# Aim of the exercise
Please reproduce the part of the listing below that opens with the line containing "For each instance of the grass" and continues through the end of the listing, unchanged and with both ends included.

A block of data:
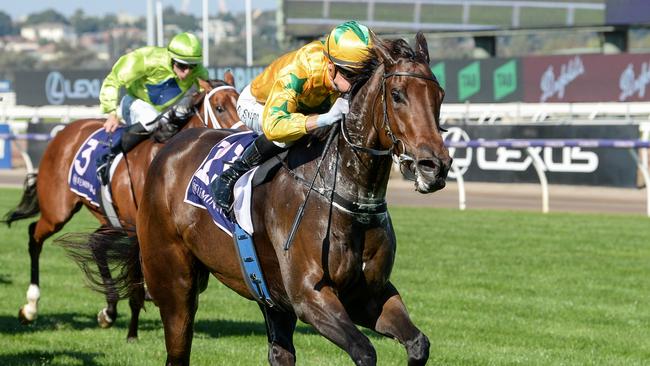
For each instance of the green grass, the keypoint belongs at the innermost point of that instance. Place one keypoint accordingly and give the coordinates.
(487, 287)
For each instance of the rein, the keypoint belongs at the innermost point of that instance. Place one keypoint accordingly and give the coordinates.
(208, 113)
(336, 199)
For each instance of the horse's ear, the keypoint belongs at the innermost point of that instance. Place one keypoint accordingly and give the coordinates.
(382, 51)
(229, 78)
(205, 85)
(421, 46)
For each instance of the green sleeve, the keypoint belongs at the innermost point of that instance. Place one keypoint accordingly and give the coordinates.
(201, 72)
(127, 69)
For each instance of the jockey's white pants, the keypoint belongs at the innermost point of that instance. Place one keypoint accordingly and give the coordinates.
(250, 111)
(135, 110)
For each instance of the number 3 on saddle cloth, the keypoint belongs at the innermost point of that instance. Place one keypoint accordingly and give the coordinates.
(82, 177)
(198, 194)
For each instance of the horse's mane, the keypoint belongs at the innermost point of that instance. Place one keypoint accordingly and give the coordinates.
(312, 144)
(197, 97)
(397, 48)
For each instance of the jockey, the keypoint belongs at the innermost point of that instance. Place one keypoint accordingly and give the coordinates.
(296, 94)
(156, 80)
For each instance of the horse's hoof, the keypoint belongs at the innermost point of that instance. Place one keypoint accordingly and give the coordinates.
(104, 320)
(147, 295)
(26, 317)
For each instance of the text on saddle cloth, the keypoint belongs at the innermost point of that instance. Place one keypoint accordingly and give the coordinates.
(219, 159)
(82, 177)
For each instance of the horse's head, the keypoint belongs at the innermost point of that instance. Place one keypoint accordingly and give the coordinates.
(406, 111)
(219, 102)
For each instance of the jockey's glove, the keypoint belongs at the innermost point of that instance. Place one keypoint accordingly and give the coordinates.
(335, 114)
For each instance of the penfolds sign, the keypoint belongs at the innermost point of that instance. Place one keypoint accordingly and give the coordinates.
(586, 78)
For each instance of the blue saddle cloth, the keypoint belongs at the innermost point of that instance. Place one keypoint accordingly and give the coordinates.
(82, 177)
(219, 159)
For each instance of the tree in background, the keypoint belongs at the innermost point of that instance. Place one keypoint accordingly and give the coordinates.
(6, 25)
(185, 22)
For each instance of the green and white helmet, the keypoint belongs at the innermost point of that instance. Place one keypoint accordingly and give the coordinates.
(186, 48)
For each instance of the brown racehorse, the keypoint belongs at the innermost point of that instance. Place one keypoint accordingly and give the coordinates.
(336, 274)
(51, 195)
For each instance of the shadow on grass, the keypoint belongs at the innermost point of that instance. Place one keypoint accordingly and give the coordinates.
(224, 328)
(47, 358)
(53, 322)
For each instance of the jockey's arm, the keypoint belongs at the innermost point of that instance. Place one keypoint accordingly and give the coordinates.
(127, 69)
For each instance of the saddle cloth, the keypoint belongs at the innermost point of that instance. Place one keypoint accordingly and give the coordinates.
(82, 177)
(219, 159)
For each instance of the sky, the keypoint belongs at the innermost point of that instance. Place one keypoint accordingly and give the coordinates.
(20, 8)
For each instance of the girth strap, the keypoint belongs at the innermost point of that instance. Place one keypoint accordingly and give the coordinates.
(360, 208)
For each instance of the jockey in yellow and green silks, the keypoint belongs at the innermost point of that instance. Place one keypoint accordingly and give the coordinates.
(156, 80)
(296, 94)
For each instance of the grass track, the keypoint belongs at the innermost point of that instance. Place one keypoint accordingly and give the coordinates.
(487, 287)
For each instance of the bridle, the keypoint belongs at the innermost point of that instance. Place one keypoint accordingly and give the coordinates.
(208, 113)
(393, 149)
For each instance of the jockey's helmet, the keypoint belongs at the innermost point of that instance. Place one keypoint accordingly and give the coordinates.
(348, 45)
(185, 48)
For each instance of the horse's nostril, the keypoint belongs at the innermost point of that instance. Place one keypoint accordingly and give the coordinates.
(427, 166)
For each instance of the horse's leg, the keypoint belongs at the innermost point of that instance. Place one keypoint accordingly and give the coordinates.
(387, 315)
(324, 311)
(279, 331)
(136, 303)
(107, 316)
(172, 280)
(47, 225)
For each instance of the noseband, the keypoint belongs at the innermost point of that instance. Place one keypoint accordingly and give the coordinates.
(385, 122)
(207, 108)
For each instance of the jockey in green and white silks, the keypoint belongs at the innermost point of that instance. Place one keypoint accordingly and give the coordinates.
(157, 80)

# Response
For each instance of the grass track, the keypoint belongs at the innermost point of that instance. Place one keypoint accordingly and give the coordinates.
(487, 287)
For each instance of the bridle, the keypoint belongs at the innermost point of that instance. Place one keypoint accordingly and give the coordinates.
(208, 113)
(393, 149)
For each instance of the jockey's helmet, the keypoint belongs at the innermost point of that instance. Place one keypoint accordingly and give the coordinates.
(348, 45)
(185, 48)
For each instance of the horse's nostril, the keypoint belongs at the innermost point of that instance. Place one keypoint accordingly and give the coordinates.
(427, 166)
For each instance of the horse's leg, the keypoint belongs at the innermost point of that instance. Place one keypoint accordingly and give the coordinates.
(387, 315)
(324, 311)
(279, 331)
(136, 303)
(107, 316)
(172, 280)
(47, 225)
For each instance of the noseband, the keypoint belongs at the innermost point of that instance. Place one keypoint accordingly and give the coordinates.
(385, 122)
(207, 108)
For each instance of the jockey in green and white silks, the keypoint belongs at the innermost point of that instance. Place one keypoint accordingly and give the coordinates.
(157, 80)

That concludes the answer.